* Begin *

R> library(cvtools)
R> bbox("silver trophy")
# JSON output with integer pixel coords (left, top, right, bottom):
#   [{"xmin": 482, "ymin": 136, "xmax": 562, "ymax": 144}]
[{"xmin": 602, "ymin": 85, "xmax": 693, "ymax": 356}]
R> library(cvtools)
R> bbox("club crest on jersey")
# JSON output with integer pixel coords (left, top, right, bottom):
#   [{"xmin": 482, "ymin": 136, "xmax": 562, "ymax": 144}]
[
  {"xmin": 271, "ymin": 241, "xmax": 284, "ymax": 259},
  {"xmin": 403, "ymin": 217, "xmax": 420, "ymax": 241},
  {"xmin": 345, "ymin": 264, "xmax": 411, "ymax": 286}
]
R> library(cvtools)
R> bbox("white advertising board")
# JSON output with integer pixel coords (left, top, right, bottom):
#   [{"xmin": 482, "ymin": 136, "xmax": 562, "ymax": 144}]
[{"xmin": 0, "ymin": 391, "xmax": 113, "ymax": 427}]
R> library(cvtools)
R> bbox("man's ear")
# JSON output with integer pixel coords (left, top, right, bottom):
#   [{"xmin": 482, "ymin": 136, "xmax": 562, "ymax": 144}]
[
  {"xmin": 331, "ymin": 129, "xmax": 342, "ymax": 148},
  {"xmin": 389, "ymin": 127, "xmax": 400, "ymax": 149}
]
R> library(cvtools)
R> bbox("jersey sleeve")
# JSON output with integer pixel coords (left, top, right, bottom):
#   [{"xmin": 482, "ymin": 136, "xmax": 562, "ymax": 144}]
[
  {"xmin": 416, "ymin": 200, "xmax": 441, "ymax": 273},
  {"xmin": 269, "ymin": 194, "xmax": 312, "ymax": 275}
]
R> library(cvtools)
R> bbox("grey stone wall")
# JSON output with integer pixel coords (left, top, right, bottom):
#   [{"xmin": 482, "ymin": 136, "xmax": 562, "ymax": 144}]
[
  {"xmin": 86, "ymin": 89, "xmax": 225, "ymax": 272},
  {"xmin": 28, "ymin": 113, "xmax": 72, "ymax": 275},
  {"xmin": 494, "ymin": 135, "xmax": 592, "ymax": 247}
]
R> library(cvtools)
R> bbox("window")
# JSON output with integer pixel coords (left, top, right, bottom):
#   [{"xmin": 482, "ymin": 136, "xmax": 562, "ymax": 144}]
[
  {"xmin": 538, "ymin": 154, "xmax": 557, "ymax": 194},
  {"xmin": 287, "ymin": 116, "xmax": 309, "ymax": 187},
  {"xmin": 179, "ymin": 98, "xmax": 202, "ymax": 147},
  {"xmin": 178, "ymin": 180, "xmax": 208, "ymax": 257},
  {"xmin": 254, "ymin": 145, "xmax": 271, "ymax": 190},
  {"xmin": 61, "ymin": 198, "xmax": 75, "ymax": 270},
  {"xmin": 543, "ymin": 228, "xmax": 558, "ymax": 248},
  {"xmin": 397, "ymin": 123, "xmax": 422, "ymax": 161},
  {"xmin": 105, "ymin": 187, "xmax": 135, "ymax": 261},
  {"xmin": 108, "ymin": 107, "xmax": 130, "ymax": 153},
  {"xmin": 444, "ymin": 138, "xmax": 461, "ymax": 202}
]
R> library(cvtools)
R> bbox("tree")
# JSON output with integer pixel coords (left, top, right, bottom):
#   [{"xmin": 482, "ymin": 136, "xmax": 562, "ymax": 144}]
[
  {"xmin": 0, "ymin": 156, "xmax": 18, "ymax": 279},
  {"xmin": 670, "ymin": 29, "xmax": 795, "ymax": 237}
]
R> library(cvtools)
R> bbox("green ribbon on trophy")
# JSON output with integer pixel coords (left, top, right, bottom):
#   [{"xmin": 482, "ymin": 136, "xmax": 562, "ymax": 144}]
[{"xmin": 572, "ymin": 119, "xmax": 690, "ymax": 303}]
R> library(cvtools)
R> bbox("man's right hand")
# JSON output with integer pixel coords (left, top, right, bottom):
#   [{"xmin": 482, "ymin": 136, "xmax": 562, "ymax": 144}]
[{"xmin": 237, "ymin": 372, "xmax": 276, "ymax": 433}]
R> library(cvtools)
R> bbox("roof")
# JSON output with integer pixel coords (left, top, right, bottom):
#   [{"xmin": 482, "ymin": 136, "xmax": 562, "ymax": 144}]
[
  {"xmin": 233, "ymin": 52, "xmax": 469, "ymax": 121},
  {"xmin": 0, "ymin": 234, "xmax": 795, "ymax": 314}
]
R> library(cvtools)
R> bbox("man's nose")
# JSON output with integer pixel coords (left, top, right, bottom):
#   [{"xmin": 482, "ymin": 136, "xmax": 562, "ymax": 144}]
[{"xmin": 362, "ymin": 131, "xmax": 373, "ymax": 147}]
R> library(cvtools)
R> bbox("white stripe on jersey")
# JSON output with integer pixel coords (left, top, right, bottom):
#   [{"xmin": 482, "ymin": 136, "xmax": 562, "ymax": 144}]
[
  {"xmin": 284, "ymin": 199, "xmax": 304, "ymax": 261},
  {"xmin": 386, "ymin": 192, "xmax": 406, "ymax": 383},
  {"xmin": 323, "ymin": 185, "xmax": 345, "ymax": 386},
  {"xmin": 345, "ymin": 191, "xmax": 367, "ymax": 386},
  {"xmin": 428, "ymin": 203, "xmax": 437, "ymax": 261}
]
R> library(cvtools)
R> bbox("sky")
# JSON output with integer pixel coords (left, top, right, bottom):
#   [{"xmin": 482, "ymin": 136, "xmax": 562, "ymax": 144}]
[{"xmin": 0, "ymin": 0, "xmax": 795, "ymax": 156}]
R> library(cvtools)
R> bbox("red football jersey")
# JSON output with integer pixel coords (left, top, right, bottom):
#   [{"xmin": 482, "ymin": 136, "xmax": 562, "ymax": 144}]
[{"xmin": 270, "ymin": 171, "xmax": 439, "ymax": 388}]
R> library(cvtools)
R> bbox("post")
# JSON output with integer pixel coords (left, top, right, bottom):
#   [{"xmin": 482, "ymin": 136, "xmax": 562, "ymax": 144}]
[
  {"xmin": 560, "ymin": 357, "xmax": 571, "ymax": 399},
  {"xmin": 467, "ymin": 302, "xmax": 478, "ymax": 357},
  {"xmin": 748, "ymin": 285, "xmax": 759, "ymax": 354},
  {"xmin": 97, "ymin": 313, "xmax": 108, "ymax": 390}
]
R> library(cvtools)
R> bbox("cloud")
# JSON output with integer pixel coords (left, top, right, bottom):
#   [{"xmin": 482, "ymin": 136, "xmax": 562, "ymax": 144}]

* End *

◆ **Problem details**: Collect every line of the records above that contains the word "trophy", and list those lines.

◆ **Result for this exercise**:
R> bbox("silver trophy")
R> bbox("green ribbon on trophy")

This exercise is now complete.